Задание 1
Переведите на английский язык предложение из текста о Синявском ниже: «Эстетика Синявского - своего рода археология или даже палеонтология искусства: реконструкция целого по дошедшим до нас останкам.»

Текст для чтения
Александр Генис: Роль Синявского в создании “новой” литературы, так же как и героическая биография, хорошо известны во всем мире. Восприятие Синявского на Западе настолько тесно связано с историей холодной войны, что приходится лишь удивляться тому, что его книги все-таки нашли себе не политическую, а эстетическую нишу в мировом литературном процессе. В глазах западных критиков, литературоведов и славистов Синявский сумел оторваться от своей шумной биографии, став не писателем-диссидентом, а просто писателем. Так, когда в Америке вышел перевод наиболее автобиографического произведения Синявского “Спокойной ночи”, газета “Нью-Йорк таймс” писала, что ему удалось добиться “редкого магического эффекта в искусстве - он вложил собственный опыт в оболочку мифа”, превратив советскую историю в сюрреалистический роман. Причудливый симбиоз реального и фантастического вызвал в памяти критика прозу Габриеля Гарсия Маркеса, Салмана Рушди и Варгаса Льосы, то есть авторов школы “магического реализма”. В Америке считают, что успеха в этой манере письма могут добиться только выходцы из “трудных” регионов - Латинской Америки, России, Восточной Европы. В неблагополучных краях история учит писателя верить в свои жестокие чудеса. Здесь натурализм и гротеск, реализм и фантастика перемешиваются в мучительной для жизни, но плодотворной для литературы пропорции. Освоив этот невеселый опыт, переплавив его в свою художественную и нехудожественную прозу, Синявский вписал русские страницы в международную историю “магического реализма”.

Плетение словес, игра самодостаточной формы, ритуальный танец, орнаментальный рисунок, плавное течение текста - вот прообразы прозы Синявского. На их основе он строил свою эстетическую вселенную. В космогонии Синявского искусство - источник жизни, тот первичный импульс энергии, который порождает мир.

Эстетика Синявского - своего рода археология или даже палеонтология искусства: реконструкция целого по дошедшим до нас останкам. Пафос восстановления цельности ведет к очищению искусства от чужеродных добавлений. К ним Синявский относил и логику, и психологию, и социальность, и соображения пользы. Художник, как алхимик, занят изготовлением чистого, без примесей, искусства, которое обладает чудесным свойством - уничтожать границу между материальным и духовным, между словом и делом.

Поэт, которого Синявский постоянно уподобляет колдуну, это тот, кто находит подлинные имена вещей. И если ему это удается, он вызывает их из небытия. Вот так и сам Синявский вызвал - накликал - собственную судьбу, описав свой арест до того, как он произошел в жизни. С точки зрения Синявского, в этом не было ничего странного - ведь искусство предшествует жизни, оно старше ее.

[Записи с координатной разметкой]
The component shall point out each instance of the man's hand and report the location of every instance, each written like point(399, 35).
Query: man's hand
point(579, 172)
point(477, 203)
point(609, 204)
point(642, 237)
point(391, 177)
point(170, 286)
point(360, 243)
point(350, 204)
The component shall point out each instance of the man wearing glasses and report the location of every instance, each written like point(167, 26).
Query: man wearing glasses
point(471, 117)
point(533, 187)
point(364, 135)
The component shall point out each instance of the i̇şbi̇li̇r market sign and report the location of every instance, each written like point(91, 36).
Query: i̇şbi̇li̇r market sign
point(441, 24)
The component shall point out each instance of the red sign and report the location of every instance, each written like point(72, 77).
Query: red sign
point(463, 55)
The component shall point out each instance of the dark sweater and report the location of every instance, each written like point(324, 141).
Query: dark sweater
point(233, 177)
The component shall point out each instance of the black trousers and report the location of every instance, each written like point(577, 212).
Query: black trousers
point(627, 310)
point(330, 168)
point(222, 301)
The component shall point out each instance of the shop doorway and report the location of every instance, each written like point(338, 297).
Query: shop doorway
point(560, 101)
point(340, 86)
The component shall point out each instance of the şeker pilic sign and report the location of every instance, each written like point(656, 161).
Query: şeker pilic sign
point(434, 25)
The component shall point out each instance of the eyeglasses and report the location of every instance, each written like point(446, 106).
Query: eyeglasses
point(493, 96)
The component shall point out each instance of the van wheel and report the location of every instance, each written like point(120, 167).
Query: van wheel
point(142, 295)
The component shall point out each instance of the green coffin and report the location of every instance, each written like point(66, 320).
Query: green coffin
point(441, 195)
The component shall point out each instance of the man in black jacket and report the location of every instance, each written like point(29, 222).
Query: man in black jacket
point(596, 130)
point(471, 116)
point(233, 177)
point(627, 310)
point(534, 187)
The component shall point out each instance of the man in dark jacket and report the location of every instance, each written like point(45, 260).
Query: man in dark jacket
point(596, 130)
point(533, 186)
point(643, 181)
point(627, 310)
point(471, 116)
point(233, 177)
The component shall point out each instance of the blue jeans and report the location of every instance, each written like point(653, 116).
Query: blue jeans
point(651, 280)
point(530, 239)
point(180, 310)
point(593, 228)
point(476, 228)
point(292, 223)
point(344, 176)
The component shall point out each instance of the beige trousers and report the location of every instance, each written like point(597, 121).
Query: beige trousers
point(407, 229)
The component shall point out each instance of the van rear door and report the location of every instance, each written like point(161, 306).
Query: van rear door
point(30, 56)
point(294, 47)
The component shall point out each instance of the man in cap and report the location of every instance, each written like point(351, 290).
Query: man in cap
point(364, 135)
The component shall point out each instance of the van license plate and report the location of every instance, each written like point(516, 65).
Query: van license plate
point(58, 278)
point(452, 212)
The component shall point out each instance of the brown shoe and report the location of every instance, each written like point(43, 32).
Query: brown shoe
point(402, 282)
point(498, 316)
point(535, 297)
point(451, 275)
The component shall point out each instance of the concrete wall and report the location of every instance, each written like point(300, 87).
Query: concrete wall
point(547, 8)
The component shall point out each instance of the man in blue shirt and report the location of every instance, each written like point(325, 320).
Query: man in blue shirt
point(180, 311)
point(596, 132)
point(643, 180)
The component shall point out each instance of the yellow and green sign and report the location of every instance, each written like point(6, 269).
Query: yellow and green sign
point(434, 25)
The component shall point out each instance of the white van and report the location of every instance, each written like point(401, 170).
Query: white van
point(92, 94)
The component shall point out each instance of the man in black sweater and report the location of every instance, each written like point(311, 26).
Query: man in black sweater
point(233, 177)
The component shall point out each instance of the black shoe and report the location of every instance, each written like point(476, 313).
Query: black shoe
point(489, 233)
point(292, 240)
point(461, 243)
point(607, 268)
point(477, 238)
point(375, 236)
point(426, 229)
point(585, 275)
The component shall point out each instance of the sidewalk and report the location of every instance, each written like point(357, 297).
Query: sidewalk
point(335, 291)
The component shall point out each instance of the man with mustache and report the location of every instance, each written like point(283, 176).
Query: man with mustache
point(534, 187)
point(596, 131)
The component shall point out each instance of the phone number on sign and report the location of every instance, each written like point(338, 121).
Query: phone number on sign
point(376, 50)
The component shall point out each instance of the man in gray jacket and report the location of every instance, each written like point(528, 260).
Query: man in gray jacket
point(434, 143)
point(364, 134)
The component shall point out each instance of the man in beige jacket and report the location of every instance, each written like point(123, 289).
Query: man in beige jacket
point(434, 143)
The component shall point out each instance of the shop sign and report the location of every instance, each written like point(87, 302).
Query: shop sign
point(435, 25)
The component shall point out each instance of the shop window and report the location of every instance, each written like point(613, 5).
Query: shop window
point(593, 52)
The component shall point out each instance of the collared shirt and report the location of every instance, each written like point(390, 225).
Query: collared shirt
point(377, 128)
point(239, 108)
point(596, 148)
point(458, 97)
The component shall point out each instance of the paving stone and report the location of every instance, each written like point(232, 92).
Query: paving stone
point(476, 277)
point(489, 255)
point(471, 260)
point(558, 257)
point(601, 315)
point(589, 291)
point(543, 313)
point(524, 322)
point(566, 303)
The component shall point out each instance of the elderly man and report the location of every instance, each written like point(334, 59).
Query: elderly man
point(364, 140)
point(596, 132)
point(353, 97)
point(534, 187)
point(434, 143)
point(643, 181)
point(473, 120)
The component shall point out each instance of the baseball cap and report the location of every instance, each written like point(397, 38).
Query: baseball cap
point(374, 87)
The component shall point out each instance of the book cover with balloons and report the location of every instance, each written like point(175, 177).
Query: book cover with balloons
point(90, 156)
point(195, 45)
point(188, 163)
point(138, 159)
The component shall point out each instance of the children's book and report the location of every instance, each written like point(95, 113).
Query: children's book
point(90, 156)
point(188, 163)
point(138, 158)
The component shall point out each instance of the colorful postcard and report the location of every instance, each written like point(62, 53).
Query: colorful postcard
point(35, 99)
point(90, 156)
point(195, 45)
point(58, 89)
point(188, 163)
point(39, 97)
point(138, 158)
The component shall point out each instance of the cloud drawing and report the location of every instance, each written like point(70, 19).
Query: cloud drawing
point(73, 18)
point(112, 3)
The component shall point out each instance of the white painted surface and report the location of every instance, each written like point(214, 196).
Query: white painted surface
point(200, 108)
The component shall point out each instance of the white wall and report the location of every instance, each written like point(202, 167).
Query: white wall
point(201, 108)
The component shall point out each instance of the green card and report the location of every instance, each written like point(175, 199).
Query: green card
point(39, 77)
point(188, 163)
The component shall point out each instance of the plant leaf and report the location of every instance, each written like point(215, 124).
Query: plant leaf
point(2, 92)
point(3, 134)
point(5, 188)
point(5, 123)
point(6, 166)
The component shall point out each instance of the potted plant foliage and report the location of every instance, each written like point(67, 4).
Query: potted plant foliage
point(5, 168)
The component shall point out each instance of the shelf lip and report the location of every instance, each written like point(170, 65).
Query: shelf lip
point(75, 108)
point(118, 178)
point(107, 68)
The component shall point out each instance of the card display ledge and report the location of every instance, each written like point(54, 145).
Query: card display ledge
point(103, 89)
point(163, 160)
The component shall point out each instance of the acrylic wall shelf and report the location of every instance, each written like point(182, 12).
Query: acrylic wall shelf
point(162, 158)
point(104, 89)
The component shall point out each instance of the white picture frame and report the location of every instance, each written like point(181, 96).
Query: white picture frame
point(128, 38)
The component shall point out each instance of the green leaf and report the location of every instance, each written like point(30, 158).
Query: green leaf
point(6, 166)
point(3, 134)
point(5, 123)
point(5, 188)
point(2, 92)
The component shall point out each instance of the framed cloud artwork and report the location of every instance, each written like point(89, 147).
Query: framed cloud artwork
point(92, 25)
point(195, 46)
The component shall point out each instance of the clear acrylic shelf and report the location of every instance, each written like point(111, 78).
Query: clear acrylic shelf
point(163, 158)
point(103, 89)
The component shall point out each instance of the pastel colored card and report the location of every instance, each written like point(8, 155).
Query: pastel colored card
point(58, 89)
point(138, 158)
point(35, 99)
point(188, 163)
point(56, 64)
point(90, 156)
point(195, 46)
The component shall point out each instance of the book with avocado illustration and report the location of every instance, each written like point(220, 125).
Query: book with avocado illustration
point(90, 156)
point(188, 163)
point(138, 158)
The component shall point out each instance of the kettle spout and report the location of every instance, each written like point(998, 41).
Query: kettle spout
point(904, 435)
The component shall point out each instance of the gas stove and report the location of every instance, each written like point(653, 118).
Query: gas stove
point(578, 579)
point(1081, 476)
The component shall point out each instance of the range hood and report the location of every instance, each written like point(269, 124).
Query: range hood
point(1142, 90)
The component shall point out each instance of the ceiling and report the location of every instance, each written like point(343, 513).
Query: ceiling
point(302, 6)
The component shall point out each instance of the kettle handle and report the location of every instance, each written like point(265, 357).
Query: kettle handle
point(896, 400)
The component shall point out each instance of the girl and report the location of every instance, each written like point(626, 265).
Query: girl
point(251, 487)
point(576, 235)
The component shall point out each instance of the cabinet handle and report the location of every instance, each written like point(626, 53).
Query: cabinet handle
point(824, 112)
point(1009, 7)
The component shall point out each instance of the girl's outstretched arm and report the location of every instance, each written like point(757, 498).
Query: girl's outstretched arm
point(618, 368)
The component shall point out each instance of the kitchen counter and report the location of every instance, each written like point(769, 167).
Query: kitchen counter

Задание 2
Оформите в виде JSON-списка строк фрагмент листинга от строки, содержащей «like point(351, 290).», до строки, содержащей «point(452, 212)», включая обе. Каждой строке фрагмента должна соответствовать одна строка списка, пустые строки не включайте.

Полный ответ 1
Sinyavsky's aesthetics is a kind of archaeology, or even paleontology, of art: a reconstruction of the whole from the remains that have come down to us.

Полный ответ 2
[
  "The component shall point out each instance of the man in cap and report the location of every instance, each written like point(351, 290).",
  "Query: man in cap",
  "point(364, 135)",
  "The component shall point out each instance of the van license plate and report the location of every instance, each written like point(516, 65).",
  "Query: van license plate",
  "point(58, 278)",
  "point(452, 212)"
]